- [WHAT THE TASK REQUIRES] Recast every line of the entries below as a Markdown table with the columns No. and Line, numbering the rows and skipping blank lines. Leave the pictures out of the table.

Object pointing dataset rows:
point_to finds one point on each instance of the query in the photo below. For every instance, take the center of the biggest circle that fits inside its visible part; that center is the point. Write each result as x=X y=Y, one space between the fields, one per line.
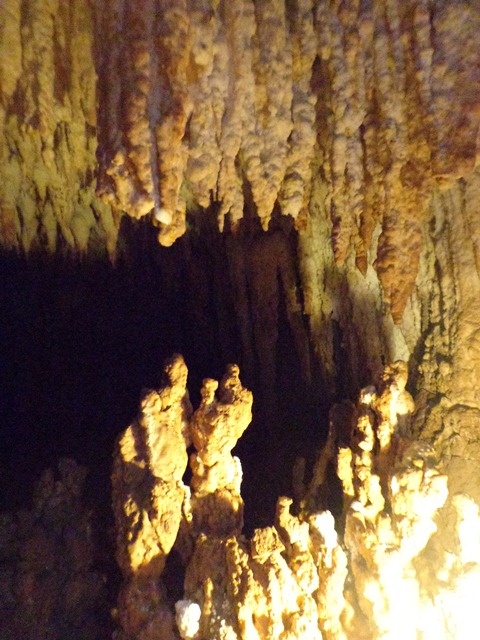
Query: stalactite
x=48 y=120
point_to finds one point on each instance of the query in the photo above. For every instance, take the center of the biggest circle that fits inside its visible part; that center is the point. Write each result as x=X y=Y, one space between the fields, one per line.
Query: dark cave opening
x=79 y=340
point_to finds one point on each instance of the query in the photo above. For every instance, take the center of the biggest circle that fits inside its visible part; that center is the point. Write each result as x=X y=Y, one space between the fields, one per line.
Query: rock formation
x=307 y=576
x=334 y=144
x=49 y=587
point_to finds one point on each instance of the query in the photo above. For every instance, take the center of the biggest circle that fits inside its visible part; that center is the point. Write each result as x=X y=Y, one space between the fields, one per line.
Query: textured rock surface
x=154 y=509
x=187 y=104
x=307 y=576
x=49 y=589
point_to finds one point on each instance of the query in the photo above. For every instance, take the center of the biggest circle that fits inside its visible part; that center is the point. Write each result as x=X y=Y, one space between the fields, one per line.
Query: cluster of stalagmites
x=175 y=105
x=306 y=576
x=49 y=589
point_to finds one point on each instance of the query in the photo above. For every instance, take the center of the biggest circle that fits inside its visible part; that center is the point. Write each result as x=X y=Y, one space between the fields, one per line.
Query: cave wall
x=357 y=120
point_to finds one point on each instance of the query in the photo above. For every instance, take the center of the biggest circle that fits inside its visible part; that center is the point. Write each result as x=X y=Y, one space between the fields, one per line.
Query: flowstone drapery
x=308 y=576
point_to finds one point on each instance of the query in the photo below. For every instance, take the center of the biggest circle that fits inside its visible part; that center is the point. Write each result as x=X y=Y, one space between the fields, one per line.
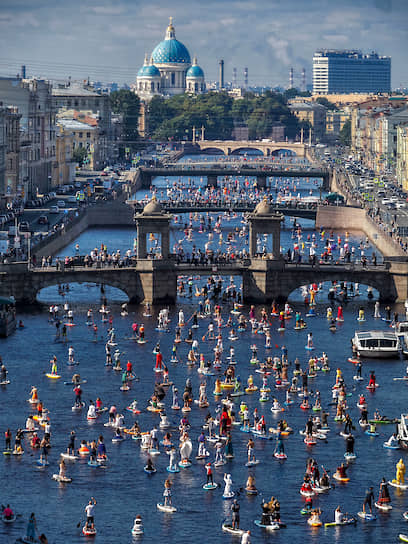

- [TASK ANSWER]
| No. | Line |
|---|---|
| 1 | point_to finds one point on each instance of the query in the photo below. For every instance, take the center of the biggest circle that fits inside its visible part; that center is the point. Write each result as x=X y=Y, one space between the fields, one per line. |
| 2 | Query: stalactite |
| 3 | x=48 y=120 |
| 4 | point_to finds one point on each instance of the query in the photo above. For every instance, take the center of the biggest circle that fits inside its visible part; that center is the point. Write each result as x=X y=Y, one space between the fields, one per line. |
| 5 | Query: dark cave opening |
| 6 | x=79 y=340 |
| 7 | point_to finds one point on each instance of the query in the photo above. For every instance, take the center of the biggest circle that fits inside its visible part; that center is the point. Write each result as x=X y=Y, one space between the fields, one per line. |
| 8 | Query: rock formation |
| 9 | x=307 y=576 |
| 10 | x=334 y=144 |
| 11 | x=49 y=587 |
| 12 | point_to finds one point on each instance of the query in the photo above. For every instance, take the center of the biggest circle that fits inside its visible part; that center is the point. Write each result as x=X y=Y, one space between the fields, one per line. |
| 13 | Query: textured rock surface |
| 14 | x=154 y=509 |
| 15 | x=187 y=104 |
| 16 | x=307 y=576 |
| 17 | x=49 y=589 |
| 18 | point_to finds one point on each instance of the query in the photo above. For every instance, take the center of the biggest circle that fits inside its visible part; that center is the point. Write each result as x=X y=Y, one space between the fields, one per line. |
| 19 | Query: cluster of stalagmites |
| 20 | x=175 y=105 |
| 21 | x=306 y=576 |
| 22 | x=49 y=589 |
| 23 | point_to finds one point on each instance of the query in the photo above. For every instance, take the center of the biggest circle that fits inside its visible part; that center is the point. Write each result as x=X y=Y, one space between the fields, one per line. |
| 24 | Query: cave wall |
| 25 | x=357 y=120 |
| 26 | point_to finds one point on each instance of the query in the photo above. For every instance, take the center of the biggest circle that fits inside its visible part; that center is the point. Write each result as x=X y=Y, one space between the fields, one per line. |
| 27 | Query: flowstone drapery |
| 28 | x=308 y=576 |
| 29 | point_to finds one point on each instance of the query in the photo below. For every instance, take the center of the biggest circle that fits inside its visible part; that center is the point. Write each result as x=X y=Y, one space between the fields, one per line. |